● **Text to read**:
§

I take it the "modern convention" of discourse in the post-Enlightenment world is that claims should answer to reasons and evidence, and that dogmatic appeals to authority--whether God's or Aristotle's--will not suffice to establish the truth of some proposition. There is no doctrine of "scientific naturalism" accepted by contemporary participants in jurisprudential debate (Raz has even famously criticized Hart for the naturalism in the background of The Concept of Law), though certainly not everything is thought to count as a reason or as pertinent evidence. Contemporary "academic conventions" aren't just picking on Smith's God or Blackstone's; Osama bin Laden's God is out too. So, too, is my pet theory that positivism is true because I say so. Also the view that nothing is law if it does not comport with the hidden lyrics on the Beatles' Abbey Road album. Also it is not evidence that natural law theory is false that it gives my Uncle Bert gas. And so on.
I'm not quite sure how to describe what makes these varoius boundaries of rational disputation hang together; and one must recognize, of course, that these boundaries are themselves always in dispute. But it is really weird at the dawn of the 21st century, several hundred years after the scientific revolution and the Enlightenment, to find a professional scholar seriously suggesting that it constitutes a "drastic narrowing" of argument to not take seriously dogmatic invocations of the deity in intellectual inquiry. What exactly would "argument and explanation" in Smith's world look like? What would constitute a response to his imagined academic who stands up at a conference and invokes Blackstone's idea about God's law?

§

● **Extracted records**:

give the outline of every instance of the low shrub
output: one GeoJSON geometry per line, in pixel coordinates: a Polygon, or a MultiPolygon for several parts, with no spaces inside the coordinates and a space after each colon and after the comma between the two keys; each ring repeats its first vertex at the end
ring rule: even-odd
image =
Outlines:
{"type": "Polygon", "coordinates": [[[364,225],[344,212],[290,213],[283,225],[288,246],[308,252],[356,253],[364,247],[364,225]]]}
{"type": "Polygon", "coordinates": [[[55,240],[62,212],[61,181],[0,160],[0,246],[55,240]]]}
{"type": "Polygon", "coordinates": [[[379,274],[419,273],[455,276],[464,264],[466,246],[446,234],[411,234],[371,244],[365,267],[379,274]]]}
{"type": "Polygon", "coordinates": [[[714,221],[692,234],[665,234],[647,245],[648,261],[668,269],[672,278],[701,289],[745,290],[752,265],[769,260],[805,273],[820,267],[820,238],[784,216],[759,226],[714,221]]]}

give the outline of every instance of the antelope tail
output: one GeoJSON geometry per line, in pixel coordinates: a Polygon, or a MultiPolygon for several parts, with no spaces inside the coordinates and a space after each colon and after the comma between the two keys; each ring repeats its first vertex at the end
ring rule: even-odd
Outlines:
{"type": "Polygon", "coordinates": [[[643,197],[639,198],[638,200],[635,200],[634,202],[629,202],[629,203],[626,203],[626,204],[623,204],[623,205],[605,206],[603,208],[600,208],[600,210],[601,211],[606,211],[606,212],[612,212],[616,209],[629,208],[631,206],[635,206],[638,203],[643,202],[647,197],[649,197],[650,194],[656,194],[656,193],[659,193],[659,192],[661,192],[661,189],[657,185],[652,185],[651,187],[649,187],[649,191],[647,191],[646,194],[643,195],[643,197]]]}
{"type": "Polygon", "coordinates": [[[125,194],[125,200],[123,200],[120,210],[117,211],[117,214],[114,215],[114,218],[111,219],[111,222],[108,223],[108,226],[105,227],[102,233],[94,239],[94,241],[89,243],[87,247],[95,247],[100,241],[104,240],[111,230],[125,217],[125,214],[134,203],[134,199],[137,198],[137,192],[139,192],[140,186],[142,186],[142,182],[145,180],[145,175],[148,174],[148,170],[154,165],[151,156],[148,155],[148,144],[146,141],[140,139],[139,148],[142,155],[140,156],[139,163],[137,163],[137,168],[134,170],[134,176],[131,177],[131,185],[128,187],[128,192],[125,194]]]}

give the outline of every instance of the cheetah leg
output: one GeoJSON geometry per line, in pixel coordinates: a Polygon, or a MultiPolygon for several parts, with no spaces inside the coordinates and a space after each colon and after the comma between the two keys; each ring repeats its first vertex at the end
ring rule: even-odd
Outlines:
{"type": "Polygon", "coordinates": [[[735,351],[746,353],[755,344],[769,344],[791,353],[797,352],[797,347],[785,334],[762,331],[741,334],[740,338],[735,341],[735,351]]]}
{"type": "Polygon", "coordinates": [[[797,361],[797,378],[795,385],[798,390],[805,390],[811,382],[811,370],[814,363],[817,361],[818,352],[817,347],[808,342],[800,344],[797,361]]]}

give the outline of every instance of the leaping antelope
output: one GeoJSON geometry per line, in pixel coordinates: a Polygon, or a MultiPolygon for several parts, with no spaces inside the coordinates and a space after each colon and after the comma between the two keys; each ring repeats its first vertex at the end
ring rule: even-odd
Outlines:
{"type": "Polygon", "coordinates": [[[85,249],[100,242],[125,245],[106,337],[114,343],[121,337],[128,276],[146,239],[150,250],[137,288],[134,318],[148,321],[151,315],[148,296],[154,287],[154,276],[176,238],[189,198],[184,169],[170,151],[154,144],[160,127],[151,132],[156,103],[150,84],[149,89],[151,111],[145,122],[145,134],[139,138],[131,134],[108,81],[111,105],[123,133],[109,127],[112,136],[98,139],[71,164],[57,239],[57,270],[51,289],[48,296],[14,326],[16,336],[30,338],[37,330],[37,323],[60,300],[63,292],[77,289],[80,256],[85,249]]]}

§

● **Task to carry out**: Please write out the passage on argument and authority between "I'm not quite" and "about God's law?", inclusive. The rows aren't needed for this.

● **Task output**:
I'm not quite sure how to describe what makes these varoius boundaries of rational disputation hang together; and one must recognize, of course, that these boundaries are themselves always in dispute. But it is really weird at the dawn of the 21st century, several hundred years after the scientific revolution and the Enlightenment, to find a professional scholar seriously suggesting that it constitutes a "drastic narrowing" of argument to not take seriously dogmatic invocations of the deity in intellectual inquiry. What exactly would "argument and explanation" in Smith's world look like? What would constitute a response to his imagined academic who stands up at a conference and invokes Blackstone's idea about God's law?